Selected passage:
* * * *
Tools: shell, file_read, content_search
Weak model for cost efficiency
Runs tests, analyzes failures, suggests fixes
Example: “Run mix test and report any failures”

defmodule Loom.Agents.Tester do
  use GenServer
  
  def verify(pid) do
    GenServer.call(pid, :verify, :infinity)
  end
  
  def handle_call(:verify, _from, state) do
    {:ok, result} = Loom.Agent.run(
      model: "anthropic:claude-haiku-4-5",
      tools: [:shell, :file_read, :content_search],
      system_prompt: "You are a tester agent. Run tests and analyze failures.",
      input: "Run all tests and report results",
      project_path: state.project_path
    )
    
    {:reply, {:ok, result}, state}
  end
end

Example Workflow

User request: “Refactor the session module”

Step 1: Lead Agent Decomposes Task

defmodule Loom.Session do
  def send_message(pid, "Refactor the session module") do
    # Lead agent analyzes request and spawns specialists
    {:ok, researcher_pid} = spawn_agent(:researcher)
* * * *
Recorded data:

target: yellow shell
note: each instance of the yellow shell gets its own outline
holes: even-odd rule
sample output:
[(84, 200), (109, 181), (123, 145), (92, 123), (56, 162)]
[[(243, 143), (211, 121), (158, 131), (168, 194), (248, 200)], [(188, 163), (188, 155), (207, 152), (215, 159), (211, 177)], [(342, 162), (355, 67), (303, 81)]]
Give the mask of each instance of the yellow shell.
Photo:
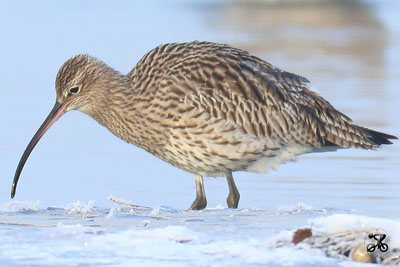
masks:
[(352, 248), (349, 256), (350, 260), (358, 261), (358, 262), (374, 262), (374, 259), (371, 254), (367, 252), (364, 244), (359, 244)]

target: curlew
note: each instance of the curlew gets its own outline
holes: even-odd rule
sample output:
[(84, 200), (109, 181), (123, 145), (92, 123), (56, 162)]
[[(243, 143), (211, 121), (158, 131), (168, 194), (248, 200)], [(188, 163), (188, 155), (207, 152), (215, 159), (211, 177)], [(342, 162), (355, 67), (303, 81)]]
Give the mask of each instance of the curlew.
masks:
[(126, 75), (77, 55), (61, 66), (55, 88), (56, 103), (21, 157), (11, 197), (39, 139), (70, 110), (193, 173), (194, 210), (207, 205), (203, 176), (225, 176), (228, 207), (237, 208), (232, 172), (265, 173), (300, 154), (376, 149), (397, 139), (354, 124), (310, 90), (306, 78), (224, 44), (160, 45)]

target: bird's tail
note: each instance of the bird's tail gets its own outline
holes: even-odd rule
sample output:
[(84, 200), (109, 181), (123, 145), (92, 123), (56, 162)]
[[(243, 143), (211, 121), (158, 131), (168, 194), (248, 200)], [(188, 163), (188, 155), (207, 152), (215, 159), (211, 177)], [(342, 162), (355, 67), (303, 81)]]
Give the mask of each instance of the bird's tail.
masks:
[(394, 135), (374, 131), (365, 127), (360, 127), (360, 128), (366, 133), (366, 137), (369, 139), (369, 141), (375, 143), (378, 146), (393, 144), (390, 140), (398, 139)]

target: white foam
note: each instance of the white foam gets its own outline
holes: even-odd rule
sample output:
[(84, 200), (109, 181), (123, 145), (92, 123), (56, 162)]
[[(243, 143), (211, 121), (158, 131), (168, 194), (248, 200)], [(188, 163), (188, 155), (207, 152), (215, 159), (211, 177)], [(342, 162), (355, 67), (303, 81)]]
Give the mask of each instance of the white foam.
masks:
[(94, 201), (91, 200), (87, 204), (81, 204), (80, 201), (68, 204), (65, 208), (69, 214), (87, 214), (93, 212)]

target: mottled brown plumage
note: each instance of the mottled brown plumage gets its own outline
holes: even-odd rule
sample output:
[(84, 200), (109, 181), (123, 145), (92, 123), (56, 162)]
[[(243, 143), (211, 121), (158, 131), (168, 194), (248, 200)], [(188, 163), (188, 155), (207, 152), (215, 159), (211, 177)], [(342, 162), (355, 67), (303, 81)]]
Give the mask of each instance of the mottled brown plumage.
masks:
[(58, 113), (42, 132), (66, 111), (87, 113), (121, 139), (197, 175), (192, 209), (207, 203), (202, 176), (226, 176), (228, 206), (236, 208), (234, 171), (266, 172), (298, 154), (375, 149), (396, 138), (355, 125), (310, 90), (306, 78), (209, 42), (158, 46), (127, 75), (78, 55), (59, 70), (56, 91)]

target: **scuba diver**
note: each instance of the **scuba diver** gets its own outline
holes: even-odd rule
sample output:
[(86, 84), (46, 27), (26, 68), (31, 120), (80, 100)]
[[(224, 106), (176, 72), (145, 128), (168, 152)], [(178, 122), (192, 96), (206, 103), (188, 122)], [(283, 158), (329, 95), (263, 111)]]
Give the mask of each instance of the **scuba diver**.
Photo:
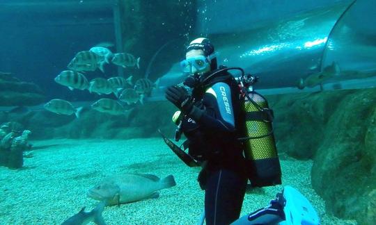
* * * *
Complete the following:
• A. Answer these questions from the tester agent excerpt:
(i) What model string does the tester agent pass to Loom.Agent.run?
(ii) What user request does the example workflow start from?
(iii) What atom is passed to spawn_agent in the Loom.Session code?
• B. List every option name that the tester agent excerpt passes to Loom.Agent.run.

Solutions to the tasks:
• A.
(i) "anthropic:claude-haiku-4-5"
(ii) "Refactor the session module"
(iii) :researcher

• B. model, tools, system_prompt, input, project_path